>>>>>

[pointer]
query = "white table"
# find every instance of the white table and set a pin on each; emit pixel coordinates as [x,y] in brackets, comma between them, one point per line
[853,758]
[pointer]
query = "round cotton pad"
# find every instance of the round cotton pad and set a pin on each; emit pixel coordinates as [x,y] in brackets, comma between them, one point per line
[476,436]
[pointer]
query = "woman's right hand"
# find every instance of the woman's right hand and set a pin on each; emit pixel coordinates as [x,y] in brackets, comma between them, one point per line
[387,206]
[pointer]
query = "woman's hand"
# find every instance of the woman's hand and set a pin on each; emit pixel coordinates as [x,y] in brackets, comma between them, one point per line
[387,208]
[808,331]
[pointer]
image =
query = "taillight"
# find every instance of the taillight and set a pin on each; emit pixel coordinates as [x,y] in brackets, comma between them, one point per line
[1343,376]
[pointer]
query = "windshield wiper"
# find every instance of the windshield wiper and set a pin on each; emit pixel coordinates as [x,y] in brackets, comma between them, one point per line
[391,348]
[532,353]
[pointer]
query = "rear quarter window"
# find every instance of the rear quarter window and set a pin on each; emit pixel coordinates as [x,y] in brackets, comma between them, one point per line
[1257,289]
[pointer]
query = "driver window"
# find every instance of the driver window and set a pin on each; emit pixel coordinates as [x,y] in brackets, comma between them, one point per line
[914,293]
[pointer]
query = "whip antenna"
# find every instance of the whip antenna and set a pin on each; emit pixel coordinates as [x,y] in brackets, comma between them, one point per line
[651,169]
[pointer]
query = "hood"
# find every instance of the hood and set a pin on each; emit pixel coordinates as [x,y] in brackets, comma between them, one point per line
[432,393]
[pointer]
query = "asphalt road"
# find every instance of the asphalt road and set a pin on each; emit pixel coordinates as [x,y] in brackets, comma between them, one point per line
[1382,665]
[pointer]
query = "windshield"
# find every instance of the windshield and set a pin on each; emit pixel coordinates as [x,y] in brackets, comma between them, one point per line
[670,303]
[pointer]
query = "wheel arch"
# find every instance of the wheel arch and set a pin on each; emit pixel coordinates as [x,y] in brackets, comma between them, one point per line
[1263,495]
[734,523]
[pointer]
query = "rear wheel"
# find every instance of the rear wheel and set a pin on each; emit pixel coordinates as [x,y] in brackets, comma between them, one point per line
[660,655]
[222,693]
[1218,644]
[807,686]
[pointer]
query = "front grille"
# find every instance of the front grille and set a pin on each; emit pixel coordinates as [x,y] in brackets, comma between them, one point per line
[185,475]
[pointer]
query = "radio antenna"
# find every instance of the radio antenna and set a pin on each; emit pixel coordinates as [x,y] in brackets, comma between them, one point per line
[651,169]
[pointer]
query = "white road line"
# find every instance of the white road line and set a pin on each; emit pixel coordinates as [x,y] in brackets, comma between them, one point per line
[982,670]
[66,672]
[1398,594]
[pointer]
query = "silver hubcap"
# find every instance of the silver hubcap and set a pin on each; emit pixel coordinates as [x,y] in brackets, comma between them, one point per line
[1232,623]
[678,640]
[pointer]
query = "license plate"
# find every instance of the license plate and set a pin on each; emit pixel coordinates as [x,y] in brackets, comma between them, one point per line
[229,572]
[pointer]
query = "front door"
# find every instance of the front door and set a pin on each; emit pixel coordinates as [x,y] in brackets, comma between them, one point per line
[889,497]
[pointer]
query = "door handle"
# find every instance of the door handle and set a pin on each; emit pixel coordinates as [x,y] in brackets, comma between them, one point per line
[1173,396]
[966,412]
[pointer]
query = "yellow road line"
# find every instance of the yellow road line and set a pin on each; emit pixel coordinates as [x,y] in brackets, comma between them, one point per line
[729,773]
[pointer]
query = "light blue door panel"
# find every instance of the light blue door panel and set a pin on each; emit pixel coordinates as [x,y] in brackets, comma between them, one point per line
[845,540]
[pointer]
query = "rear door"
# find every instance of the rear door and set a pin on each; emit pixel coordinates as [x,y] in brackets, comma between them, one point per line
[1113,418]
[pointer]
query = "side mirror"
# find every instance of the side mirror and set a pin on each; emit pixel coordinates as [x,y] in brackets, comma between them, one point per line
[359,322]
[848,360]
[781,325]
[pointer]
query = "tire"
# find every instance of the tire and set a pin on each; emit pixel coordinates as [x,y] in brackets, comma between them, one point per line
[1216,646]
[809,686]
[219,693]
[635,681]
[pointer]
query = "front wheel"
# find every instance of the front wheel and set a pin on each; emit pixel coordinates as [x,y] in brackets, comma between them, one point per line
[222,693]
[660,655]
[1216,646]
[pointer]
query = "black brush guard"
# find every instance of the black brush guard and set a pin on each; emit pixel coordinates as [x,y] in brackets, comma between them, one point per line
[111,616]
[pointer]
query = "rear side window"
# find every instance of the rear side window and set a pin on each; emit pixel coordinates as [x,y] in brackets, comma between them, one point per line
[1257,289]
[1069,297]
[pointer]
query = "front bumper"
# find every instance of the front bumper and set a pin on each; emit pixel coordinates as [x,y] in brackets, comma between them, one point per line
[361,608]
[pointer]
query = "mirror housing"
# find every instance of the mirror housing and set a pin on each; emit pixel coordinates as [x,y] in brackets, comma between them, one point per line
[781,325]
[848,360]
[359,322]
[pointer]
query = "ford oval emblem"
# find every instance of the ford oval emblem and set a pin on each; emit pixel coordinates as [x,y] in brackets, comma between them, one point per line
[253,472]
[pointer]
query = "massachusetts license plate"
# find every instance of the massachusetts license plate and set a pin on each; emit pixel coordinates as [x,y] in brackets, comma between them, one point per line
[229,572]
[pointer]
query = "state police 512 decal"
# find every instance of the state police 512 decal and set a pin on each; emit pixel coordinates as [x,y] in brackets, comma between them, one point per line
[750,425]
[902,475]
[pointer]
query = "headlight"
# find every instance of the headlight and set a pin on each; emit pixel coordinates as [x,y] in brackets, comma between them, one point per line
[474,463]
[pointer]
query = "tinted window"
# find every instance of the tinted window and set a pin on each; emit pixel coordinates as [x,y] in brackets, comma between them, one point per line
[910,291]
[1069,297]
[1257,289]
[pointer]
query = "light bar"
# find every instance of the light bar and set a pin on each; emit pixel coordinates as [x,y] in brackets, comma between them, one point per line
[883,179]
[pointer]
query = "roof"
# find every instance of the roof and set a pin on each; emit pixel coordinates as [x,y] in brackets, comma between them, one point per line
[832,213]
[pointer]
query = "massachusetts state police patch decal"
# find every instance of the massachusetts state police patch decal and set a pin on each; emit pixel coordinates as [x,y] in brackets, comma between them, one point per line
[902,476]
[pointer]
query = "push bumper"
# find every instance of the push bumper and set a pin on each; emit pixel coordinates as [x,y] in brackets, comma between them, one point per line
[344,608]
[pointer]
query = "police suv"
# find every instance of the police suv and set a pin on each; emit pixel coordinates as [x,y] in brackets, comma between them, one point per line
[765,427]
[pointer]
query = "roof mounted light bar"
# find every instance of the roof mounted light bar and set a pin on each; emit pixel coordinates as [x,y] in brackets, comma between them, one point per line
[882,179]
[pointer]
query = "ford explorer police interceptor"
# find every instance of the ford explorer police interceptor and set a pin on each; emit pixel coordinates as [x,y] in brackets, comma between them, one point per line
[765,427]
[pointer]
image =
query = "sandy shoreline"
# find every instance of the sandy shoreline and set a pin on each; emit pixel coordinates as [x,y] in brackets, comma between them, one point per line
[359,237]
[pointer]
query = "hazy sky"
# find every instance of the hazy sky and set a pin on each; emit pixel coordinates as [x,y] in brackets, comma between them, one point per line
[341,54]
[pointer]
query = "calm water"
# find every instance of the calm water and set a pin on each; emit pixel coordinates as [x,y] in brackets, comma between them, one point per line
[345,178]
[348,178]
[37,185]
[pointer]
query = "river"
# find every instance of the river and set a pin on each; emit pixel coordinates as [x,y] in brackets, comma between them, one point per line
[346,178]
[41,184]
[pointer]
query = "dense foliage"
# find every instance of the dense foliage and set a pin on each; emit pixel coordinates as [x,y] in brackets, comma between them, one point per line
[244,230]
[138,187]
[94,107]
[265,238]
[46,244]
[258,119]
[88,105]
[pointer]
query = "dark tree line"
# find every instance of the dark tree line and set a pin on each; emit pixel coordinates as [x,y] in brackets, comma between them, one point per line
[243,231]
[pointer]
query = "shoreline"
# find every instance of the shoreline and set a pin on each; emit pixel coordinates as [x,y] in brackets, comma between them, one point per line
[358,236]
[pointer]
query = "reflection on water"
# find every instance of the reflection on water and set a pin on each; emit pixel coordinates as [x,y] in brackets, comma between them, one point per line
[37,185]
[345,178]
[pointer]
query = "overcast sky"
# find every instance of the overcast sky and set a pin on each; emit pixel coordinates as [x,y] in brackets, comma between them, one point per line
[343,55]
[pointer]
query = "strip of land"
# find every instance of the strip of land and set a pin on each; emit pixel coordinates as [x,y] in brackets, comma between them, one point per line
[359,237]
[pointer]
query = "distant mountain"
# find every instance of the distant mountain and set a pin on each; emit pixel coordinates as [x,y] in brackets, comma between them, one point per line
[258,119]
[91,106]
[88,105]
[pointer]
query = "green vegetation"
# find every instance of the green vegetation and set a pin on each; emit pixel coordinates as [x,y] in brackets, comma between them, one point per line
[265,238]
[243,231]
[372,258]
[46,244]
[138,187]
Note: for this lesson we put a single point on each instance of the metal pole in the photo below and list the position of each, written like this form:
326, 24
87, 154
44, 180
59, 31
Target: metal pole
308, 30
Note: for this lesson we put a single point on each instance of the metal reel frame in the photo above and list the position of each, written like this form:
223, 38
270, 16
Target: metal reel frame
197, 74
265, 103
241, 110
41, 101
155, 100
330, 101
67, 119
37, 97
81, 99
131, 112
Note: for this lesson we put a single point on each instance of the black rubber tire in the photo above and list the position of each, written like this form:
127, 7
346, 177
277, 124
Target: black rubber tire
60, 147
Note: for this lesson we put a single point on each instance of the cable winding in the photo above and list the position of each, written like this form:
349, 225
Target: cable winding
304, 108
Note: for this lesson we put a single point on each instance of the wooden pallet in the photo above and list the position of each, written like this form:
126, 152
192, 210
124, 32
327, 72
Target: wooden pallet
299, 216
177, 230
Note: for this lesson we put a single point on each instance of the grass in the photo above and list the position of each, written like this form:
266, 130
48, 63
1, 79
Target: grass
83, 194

<<<<<

- Exercise prompt: Among the records, find each line where the word "Note" occurs, and copy it.

- Expected answer:
Note: for this lesson we put a single point on each instance of the metal pole in the photo below and list the position of each, written like this form:
Note: for this lesson we put a single point on each instance of the metal reel frame in the photo above and list the position of each, written like this form:
Note: for this lesson we put a single point on each instance of the black rubber tire in the photo above and list the position of each, written like this form:
Note: for this lesson we put a single point on each instance of the cable winding in the photo above and list the position of each, written like this form:
Note: for this lesson we put a single point on each instance of the wooden pallet in the photo above and list the position of each, written like this form:
Note: for this lesson we put a single point on each instance of the grass in the photo above and list the position of each, written like this form:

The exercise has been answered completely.